◆ **WRITTEN PROBLEM**
Rewrite the listing from its first line through the line containing "x=272, y=455", including both ends and the requests, with every answer coordinate scaled by 2.4 and rounded to a whole number, halves rounded up. Leave the pictures out and give only these lines.

◆ **Extracted records**
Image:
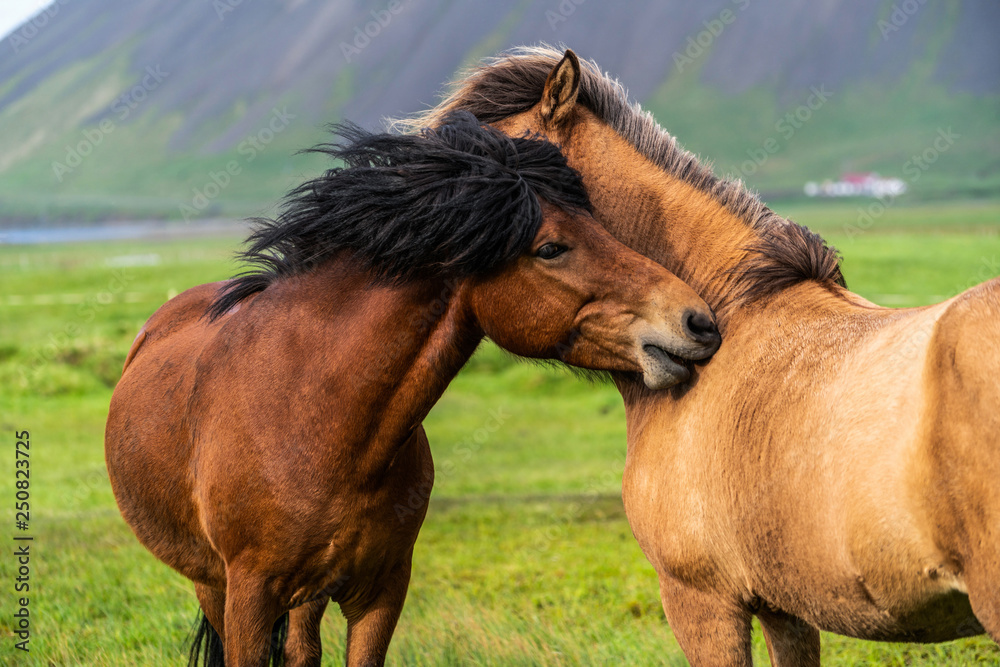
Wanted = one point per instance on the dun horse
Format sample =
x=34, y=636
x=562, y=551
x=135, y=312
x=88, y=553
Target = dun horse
x=266, y=431
x=837, y=465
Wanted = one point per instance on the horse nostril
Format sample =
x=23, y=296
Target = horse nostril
x=701, y=327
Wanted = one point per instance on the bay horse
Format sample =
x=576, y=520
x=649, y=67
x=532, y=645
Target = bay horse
x=265, y=439
x=837, y=465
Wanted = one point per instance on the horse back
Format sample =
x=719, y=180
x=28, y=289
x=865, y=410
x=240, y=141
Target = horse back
x=147, y=438
x=963, y=423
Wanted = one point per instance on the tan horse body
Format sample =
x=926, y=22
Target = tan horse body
x=837, y=464
x=272, y=455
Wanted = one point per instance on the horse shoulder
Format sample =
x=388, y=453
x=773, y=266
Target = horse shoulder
x=962, y=424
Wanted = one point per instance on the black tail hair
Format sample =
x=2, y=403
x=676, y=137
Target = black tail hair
x=206, y=647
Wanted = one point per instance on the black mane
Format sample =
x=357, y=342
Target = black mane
x=455, y=201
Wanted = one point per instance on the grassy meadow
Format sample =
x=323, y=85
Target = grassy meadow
x=526, y=557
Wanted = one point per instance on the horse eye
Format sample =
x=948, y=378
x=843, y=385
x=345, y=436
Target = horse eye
x=551, y=250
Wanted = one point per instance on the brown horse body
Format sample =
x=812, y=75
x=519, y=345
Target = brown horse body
x=837, y=465
x=272, y=454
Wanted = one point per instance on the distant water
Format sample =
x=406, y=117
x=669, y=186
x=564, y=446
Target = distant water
x=117, y=232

◆ **EXERCISE SOLUTION**
Image:
Wanted = one point per instance on the dun horse
Format sample =
x=34, y=636
x=562, y=551
x=135, y=312
x=88, y=553
Target = dun horse
x=638, y=1034
x=2009, y=1116
Wanted = one point per instance on the horse nostril
Format sample =
x=23, y=296
Target = horse nostril
x=1682, y=785
Wanted = one point per instance on the bay horse
Format sample =
x=576, y=520
x=649, y=67
x=532, y=645
Target = bay horse
x=636, y=1054
x=2009, y=1116
Wanted = one point per instance on the horse back
Format sample =
x=719, y=180
x=28, y=289
x=865, y=410
x=240, y=141
Target = horse back
x=353, y=1051
x=2311, y=1015
Wanted = one point per instance on the tan horse body
Format sample =
x=926, y=22
Target = tan horse body
x=2009, y=1114
x=653, y=1092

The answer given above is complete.